Text passage
In the third trial, the jury found Plaintiff guilty of one count of tampering with physical evidence. Id. at 6-7. Plaintiff was acquitted of the first degree robbery charge, and a mistrial was declared as to the remaining murder charge and the lesser included charge of attempted robbery in the first degree. Id. Plaintiff was subsequently sentenced to two to four years of imprisonment for tampering with physical evidence. Id. at 7.

In November 2016, the guilty verdict was reversed by the New York Appellate Division, Third Department. Id. at 7-8. The Appellate Division remanded the matter for a new trial because the trial court had failed to charge the jury with an instruction that Zsatia Perkins was an accomplice as a matter of law and, therefore, Plaintiff could not be convicted on Perkins' testimony absent corroborative evidence. See id.; see also People v. Whyte, 144 A.D.3d 1393, 1395 (N.Y. App. Div. 2016). Following this ruling, McElwee moved to dismiss the tampering with physical evidence charge. Id. at 8. By the time the charge was dismissed, Plaintiff had served a total of approximately three years, three months, and nineteen days of the two-to-four year prison sentence. Id.

2. Plaintiff's Incarceration at Tompkins County Jail

On or about September 11, 2014, while Plaintiff was confined at the Tompkins County Jail, Correction Officers Griffen,3 Tompkins, Bomysoad, and Boda, and Correction Sergeants Hanes4 and Walpoole—all named defendants—entered Plaintiff's cell and ordered him to kneel on his bed. Compl. at 8. Plaintiff complied with the instruction, after which he was assaulted by Griffen, Tompkins, Bomysoad, and Boda while Hanes and Walpoole looked on. Id. at 8-9. Plaintiff's arm was dislocated during the assault. Id. at 9-10.

To be done
Continue the court opinion excerpt about the plaintiff's prosecution and jail confinement, picking up after its final sentence about the dislocated arm.

Data records
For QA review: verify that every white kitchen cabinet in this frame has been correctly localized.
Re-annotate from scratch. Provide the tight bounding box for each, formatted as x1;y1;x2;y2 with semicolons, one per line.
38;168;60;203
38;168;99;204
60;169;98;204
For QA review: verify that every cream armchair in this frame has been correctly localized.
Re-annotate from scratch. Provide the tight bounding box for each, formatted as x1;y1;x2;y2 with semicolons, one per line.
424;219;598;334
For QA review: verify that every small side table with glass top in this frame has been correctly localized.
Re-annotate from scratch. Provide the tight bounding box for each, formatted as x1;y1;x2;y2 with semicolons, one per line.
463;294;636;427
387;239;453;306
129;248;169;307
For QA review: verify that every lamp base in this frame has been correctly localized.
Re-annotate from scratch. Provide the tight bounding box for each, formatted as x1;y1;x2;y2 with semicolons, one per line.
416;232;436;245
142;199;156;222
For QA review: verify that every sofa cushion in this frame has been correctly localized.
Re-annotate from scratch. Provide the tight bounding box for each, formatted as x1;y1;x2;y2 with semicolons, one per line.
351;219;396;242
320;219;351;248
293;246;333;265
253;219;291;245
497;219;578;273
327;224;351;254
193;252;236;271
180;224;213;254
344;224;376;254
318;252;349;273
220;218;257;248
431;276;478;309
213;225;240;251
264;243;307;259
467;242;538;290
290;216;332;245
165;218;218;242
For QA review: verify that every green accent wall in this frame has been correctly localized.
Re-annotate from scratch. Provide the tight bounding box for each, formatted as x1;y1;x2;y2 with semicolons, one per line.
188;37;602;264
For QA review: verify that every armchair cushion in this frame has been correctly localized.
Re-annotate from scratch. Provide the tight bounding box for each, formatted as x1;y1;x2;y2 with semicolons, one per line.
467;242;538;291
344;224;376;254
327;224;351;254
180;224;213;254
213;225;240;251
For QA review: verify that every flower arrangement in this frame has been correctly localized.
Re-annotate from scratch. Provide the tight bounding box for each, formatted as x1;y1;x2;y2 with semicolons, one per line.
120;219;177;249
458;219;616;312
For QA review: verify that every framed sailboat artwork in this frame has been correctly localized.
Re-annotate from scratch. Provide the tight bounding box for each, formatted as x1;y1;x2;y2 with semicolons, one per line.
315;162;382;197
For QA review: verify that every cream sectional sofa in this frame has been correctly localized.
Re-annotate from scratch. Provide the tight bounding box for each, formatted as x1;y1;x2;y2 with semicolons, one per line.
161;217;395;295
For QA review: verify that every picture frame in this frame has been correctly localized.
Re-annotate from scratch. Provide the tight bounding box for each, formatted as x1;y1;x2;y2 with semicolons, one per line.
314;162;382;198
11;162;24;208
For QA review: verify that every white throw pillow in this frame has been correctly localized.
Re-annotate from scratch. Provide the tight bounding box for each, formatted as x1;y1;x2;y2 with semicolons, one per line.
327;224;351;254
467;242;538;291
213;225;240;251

Task response
3. Plaintiff's Claims

Construed liberally, the Complaint asserts the following claims against the named defendants: (1) Fourth Amendment malicious prosecution claims against Meskill, McElwee, and the County; and (2) Eighth Amendment excessive force and failure-to-protect claims against Griffen, Thompson, Bomysoad, Boda, Hanes, Walpool, and the County.5 Compl.

Plaintiff seeks monetary damages. Id. at 11. A complete statement of Plaintiff's claims can be found in the Complaint.

C. Analysis

Plaintiff brings this action pursuant to § 1983. Compl. "42 U.S.C. § 1983 provides a civil claim for damages against any person who, acting under color of state law, deprives another of a right, privilege or immunity secured by the Constitution or the laws of the United States." Thomas v. Roach, 165 F.3d 137, 142 (2d Cir.1999). Section 1983 does not create any substantive rights; it provides civil litigants a procedure to redress the deprivation of rights established elsewhere. Id. (citing City of Oklahoma City v. Tuttle, 471 U.S. 808, 816 (1985)). "To prevail on a § 1983 claim, a plaintiff must establish that a person acting under the color of state law deprived him of a federal right." Id.

Municipal liability is limited under § 1983 by Monell v. Dep't of Soc. Servs. of City of New York, 436 U.S. 658 (1978)....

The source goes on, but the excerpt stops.